[Location labeling records]
..........
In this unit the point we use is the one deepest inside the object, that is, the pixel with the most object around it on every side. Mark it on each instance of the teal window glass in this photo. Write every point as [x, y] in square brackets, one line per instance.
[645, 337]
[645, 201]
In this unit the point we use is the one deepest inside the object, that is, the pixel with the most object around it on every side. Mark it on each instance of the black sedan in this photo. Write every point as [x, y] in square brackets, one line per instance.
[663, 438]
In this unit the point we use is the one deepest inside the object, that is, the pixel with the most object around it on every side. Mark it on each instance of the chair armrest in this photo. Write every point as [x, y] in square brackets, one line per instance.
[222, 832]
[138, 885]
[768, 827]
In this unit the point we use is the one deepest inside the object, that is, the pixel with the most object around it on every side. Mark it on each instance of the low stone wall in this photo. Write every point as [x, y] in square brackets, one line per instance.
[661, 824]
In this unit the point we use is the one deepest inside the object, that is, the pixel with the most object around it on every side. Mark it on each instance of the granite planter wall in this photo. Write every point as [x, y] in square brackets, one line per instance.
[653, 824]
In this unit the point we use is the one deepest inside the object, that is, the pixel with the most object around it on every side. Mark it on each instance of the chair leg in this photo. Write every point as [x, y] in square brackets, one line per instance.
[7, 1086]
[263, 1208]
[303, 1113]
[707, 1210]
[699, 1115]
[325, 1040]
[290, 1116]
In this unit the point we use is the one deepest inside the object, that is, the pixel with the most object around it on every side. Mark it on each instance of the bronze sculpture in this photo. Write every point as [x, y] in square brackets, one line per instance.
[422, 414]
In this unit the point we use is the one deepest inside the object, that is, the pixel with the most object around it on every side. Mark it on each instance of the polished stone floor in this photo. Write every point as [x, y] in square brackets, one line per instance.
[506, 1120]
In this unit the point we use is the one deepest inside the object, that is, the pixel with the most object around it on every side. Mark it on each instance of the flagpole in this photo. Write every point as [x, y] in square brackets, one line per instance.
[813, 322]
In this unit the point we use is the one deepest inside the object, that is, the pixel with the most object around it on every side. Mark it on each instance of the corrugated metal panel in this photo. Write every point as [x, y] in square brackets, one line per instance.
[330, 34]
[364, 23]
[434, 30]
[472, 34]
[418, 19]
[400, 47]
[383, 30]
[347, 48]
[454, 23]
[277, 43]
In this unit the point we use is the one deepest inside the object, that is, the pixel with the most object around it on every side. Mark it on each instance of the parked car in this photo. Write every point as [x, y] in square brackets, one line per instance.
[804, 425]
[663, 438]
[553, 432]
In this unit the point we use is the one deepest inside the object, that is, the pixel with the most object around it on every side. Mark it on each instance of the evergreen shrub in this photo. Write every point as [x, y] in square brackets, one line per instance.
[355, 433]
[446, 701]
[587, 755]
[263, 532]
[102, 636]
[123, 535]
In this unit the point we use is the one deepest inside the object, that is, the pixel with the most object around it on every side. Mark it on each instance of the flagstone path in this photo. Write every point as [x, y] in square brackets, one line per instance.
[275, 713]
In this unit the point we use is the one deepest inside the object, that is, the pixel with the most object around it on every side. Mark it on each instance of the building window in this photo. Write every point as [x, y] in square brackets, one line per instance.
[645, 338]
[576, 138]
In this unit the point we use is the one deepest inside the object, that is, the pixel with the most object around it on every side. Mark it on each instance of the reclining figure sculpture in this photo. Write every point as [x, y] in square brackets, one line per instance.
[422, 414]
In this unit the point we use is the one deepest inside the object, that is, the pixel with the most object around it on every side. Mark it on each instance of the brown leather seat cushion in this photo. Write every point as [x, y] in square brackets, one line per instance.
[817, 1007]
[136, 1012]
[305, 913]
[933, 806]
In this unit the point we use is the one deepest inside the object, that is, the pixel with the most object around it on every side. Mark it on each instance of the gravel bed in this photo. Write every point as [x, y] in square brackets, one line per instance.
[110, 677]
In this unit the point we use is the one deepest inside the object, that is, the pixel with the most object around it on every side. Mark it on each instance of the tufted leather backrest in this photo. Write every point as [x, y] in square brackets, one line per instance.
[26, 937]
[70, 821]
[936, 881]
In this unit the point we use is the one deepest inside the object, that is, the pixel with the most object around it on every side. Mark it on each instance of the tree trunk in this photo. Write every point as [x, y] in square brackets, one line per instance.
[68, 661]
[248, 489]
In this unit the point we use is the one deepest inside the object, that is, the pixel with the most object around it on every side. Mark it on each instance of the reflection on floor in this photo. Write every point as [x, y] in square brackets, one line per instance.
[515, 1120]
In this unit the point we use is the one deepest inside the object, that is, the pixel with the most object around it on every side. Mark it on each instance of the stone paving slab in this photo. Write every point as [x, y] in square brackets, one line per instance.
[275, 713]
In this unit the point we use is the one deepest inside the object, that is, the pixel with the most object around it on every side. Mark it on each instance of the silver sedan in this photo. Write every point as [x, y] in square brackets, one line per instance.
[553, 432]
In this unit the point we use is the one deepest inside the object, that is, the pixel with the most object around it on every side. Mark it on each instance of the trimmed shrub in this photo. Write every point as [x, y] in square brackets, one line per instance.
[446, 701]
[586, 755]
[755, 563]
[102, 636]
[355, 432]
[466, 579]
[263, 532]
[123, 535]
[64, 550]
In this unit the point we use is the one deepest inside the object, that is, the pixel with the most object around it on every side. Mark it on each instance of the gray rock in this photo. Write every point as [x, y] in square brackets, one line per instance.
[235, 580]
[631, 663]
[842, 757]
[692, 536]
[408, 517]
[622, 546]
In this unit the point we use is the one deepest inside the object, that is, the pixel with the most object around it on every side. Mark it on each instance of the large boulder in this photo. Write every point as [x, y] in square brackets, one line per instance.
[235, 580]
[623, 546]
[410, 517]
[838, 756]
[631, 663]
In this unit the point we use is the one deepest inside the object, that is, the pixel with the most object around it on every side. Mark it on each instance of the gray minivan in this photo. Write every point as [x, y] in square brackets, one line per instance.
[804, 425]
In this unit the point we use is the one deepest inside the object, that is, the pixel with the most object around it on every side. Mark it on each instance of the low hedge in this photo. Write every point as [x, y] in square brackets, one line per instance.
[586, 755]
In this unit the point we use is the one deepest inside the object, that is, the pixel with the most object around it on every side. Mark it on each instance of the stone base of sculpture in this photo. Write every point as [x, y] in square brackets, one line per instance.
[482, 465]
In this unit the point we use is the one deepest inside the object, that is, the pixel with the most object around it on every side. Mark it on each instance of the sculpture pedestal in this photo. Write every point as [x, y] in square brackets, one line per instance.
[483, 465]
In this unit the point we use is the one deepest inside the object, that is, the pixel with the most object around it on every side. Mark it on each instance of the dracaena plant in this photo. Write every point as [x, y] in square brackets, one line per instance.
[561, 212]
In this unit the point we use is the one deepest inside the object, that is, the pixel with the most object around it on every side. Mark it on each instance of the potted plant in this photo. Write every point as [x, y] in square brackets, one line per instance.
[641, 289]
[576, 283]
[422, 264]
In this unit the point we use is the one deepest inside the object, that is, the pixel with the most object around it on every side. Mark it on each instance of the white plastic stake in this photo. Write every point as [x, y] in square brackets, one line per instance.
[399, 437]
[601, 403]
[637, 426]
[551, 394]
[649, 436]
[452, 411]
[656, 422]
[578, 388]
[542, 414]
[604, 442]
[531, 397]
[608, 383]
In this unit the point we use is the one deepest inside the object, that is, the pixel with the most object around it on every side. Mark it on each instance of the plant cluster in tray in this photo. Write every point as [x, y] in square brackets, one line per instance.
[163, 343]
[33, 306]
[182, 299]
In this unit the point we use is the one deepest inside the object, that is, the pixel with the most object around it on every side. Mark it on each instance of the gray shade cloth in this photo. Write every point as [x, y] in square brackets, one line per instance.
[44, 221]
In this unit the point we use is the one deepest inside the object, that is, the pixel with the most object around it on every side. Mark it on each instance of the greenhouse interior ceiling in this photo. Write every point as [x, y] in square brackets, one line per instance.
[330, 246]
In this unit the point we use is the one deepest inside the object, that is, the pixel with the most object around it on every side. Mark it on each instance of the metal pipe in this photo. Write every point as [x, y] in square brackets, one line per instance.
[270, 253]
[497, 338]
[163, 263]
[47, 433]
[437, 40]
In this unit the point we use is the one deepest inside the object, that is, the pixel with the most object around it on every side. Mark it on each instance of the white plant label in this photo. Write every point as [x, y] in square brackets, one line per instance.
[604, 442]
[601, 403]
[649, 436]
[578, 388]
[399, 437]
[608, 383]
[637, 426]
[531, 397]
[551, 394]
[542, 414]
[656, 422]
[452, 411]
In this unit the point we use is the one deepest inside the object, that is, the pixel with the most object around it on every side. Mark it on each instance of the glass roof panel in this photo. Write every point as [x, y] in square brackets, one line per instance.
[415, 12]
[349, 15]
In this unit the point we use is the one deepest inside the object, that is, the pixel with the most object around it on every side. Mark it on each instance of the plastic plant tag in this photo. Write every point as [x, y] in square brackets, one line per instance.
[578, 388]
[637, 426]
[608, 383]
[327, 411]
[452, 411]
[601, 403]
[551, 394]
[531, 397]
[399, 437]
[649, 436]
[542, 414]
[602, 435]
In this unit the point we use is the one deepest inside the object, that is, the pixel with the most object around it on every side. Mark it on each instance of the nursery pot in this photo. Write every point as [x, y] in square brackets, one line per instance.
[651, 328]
..........
*REQUIRED WORK*. Print exactly the lines from the one with "of the plastic" through the end of the data, inclusive.

*TASK OUTPUT*.
In this unit the point we use is the one deepest inside the object, that is, the pixel with the most object around it on every side. Mark it on each instance of the plastic plant tag in this photo. Write every point as [x, y] in square brackets, one line per instance.
[578, 388]
[637, 426]
[608, 383]
[327, 411]
[452, 411]
[601, 403]
[551, 394]
[531, 397]
[399, 437]
[649, 436]
[542, 414]
[602, 435]
In this unit the point we use is the one deepest inside the object, that is, the pixel with the most object around it on every side. Mark it on each instance of the nursery pot in this photo. Write every point as [x, y] in square brackets, one line per instance.
[651, 328]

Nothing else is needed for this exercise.